While data may at first seem like a supplementary component of the service provided, it is thus actually key to understanding what gig platforms are about. Focusing on datafication allows us to grasp how app‐governed gig workers function as pivotal conduits in software systems that combine distributed data generation and centralized analytics, depending on layers of existing (public and private) urban infrastructure—from free Wi‐Fi networks to roads and bike lanes. In practice, a courier’s phone and physical labor become a site of translation through which complex urban environments are formatted into machine‐readable data streams. These apparatuses thereby produce digital data as a particular asset class, one that is central to platform capitalism “as a mode of accumulation that is simultaneously a system of domination”
 
The data asset
 
For gig platforms, captured data is not merely an asset generating economic rent for its owner, who monetizes third parties’ controlled access to this asset. Rather, data can potentially become a “catalyzing” asset insofar as it enables the optimization of a platform company’s software assets (e.g. its algorithms), which enhances its capacity to govern and extract rent from platform‐mediated transactions. As noted earlier, this subsequently allows the company to attract more investment capital.

**Excerpted records:**
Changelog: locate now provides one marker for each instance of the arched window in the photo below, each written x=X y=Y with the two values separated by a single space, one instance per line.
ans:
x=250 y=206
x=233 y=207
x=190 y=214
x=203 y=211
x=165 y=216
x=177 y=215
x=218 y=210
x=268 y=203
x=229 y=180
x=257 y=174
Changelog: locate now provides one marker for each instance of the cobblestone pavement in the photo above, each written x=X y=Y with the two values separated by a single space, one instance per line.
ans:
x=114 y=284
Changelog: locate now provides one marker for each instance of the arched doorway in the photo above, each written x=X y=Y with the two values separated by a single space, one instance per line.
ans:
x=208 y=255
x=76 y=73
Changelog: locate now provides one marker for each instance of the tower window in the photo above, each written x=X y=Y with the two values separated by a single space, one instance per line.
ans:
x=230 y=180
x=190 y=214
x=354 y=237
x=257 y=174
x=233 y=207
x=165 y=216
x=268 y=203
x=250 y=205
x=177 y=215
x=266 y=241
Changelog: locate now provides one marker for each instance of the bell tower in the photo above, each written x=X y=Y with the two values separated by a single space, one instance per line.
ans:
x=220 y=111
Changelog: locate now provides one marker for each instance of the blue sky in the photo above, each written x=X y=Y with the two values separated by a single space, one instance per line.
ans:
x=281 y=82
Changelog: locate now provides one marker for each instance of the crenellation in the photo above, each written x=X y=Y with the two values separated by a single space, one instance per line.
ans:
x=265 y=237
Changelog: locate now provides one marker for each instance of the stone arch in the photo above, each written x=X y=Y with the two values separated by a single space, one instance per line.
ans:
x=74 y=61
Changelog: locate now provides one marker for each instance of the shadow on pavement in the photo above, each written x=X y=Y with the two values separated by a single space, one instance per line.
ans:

**Directions:**
• A. Translate this sentence from the passage on gig platforms and data into Spanish: "In practice, a courier’s phone and physical labor become a site of translation through which complex urban environments are formatted into machine‐readable data streams."
• B. Reproduce the passage on gig platforms and data from "The data asset" up to and including "more investment capital.".

**Answers in order:**
• A. En la práctica, el teléfono de un repartidor y su trabajo físico se convierten en un lugar de traducción a través del cual entornos urbanos complejos se formatean en flujos de datos legibles por máquina.

• B.
The data asset
 
For gig platforms, captured data is not merely an asset generating economic rent for its owner, who monetizes third parties’ controlled access to this asset. Rather, data can potentially become a “catalyzing” asset insofar as it enables the optimization of a platform company’s software assets (e.g. its algorithms), which enhances its capacity to govern and extract rent from platform‐mediated transactions. As noted earlier, this subsequently allows the company to attract more investment capital.